> [YOUR INSTRUCTIONS] The reply must reproduce each line below exactly.

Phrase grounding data
'''

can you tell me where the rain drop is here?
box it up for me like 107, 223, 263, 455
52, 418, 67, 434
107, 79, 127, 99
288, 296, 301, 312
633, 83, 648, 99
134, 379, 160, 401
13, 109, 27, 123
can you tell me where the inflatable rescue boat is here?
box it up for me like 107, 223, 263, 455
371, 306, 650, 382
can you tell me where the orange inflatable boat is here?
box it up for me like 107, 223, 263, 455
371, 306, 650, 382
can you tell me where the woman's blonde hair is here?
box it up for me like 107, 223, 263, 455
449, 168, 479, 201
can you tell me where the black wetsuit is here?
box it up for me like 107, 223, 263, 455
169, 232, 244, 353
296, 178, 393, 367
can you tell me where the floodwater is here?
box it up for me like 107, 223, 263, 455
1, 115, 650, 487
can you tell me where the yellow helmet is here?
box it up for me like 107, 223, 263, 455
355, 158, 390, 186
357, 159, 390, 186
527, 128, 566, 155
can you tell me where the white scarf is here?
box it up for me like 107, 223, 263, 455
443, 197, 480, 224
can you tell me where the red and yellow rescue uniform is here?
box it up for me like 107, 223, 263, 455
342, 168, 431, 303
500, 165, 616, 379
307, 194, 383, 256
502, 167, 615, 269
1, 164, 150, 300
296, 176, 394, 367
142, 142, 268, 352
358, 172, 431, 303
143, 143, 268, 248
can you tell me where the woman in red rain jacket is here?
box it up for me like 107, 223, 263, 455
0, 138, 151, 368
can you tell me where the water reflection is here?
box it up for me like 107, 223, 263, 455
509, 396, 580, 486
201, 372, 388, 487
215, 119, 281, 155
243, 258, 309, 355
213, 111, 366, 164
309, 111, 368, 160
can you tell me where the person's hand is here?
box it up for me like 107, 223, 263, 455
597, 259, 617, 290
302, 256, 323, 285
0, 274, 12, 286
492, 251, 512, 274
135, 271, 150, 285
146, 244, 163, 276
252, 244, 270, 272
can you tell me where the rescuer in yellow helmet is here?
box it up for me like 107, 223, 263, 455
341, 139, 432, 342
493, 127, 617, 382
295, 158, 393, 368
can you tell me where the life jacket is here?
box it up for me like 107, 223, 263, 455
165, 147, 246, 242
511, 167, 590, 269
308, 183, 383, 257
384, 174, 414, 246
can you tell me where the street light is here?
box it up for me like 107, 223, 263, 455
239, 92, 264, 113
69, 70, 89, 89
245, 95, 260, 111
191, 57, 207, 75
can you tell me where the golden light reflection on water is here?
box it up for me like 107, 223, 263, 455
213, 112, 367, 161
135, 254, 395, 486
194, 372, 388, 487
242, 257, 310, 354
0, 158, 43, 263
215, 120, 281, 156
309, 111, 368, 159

'''

> [ANSWER BELOW]
can you tell me where the rain drop is here?
box it up for me like 107, 223, 263, 455
52, 418, 67, 434
107, 79, 127, 99
288, 296, 301, 312
633, 83, 648, 99
134, 379, 160, 401
13, 109, 27, 123
can you tell me where the inflatable rescue boat is here?
box it up for me like 107, 223, 263, 455
371, 306, 650, 382
can you tell me where the orange inflatable boat is here?
box it up for me like 107, 223, 263, 455
371, 306, 650, 382
can you tell me where the woman's blonde hair is here?
box it up for me like 107, 223, 263, 455
449, 168, 479, 201
can you tell me where the black wetsuit is here?
box it up for me like 107, 223, 263, 455
169, 232, 244, 353
296, 178, 393, 367
can you tell me where the floodwater is here?
box it up for me like 107, 223, 263, 455
1, 115, 650, 487
can you tell me where the yellow helmet is here?
box it up for me like 107, 223, 263, 455
355, 158, 390, 186
357, 159, 390, 186
527, 128, 566, 155
can you tell me where the white scarf is here?
box it up for me like 107, 223, 263, 455
443, 197, 480, 224
can you tell me where the red and yellow rescue uniform is here?
box it up for me like 107, 223, 263, 455
342, 168, 431, 303
500, 165, 616, 379
307, 194, 383, 256
502, 167, 615, 269
1, 164, 150, 300
296, 176, 394, 367
142, 142, 268, 352
358, 172, 431, 303
143, 143, 268, 248
can you tell me where the woman in red rain jacket is here?
box it up for me like 107, 223, 263, 455
0, 138, 151, 368
can you tell me where the water reflection is here?
box it up for me like 107, 223, 263, 455
509, 396, 580, 486
201, 372, 388, 487
215, 119, 281, 155
243, 258, 309, 355
213, 111, 366, 164
309, 111, 368, 160
can you tell me where the person's hand is here?
box it up for me like 107, 223, 263, 455
597, 259, 617, 290
302, 256, 323, 285
0, 274, 12, 286
492, 251, 512, 274
135, 271, 150, 285
146, 244, 163, 276
252, 244, 270, 272
can you tell me where the rescuer in yellow helmet is here?
box it up for me like 107, 223, 263, 455
341, 139, 432, 342
493, 127, 617, 382
295, 158, 393, 368
can you tell me where the life jacket is here?
box it up for me like 107, 223, 263, 455
165, 147, 246, 242
511, 167, 590, 269
308, 183, 383, 257
384, 174, 414, 246
can you tell me where the street light is here?
box it up for me like 107, 223, 263, 455
239, 92, 264, 113
69, 70, 89, 89
245, 95, 260, 111
191, 57, 207, 75
can you tell me where the golden light reflection on water is here?
box it up for me like 107, 223, 263, 455
213, 112, 367, 161
135, 254, 395, 486
194, 372, 388, 487
242, 257, 310, 354
0, 158, 43, 263
215, 120, 281, 156
309, 111, 368, 159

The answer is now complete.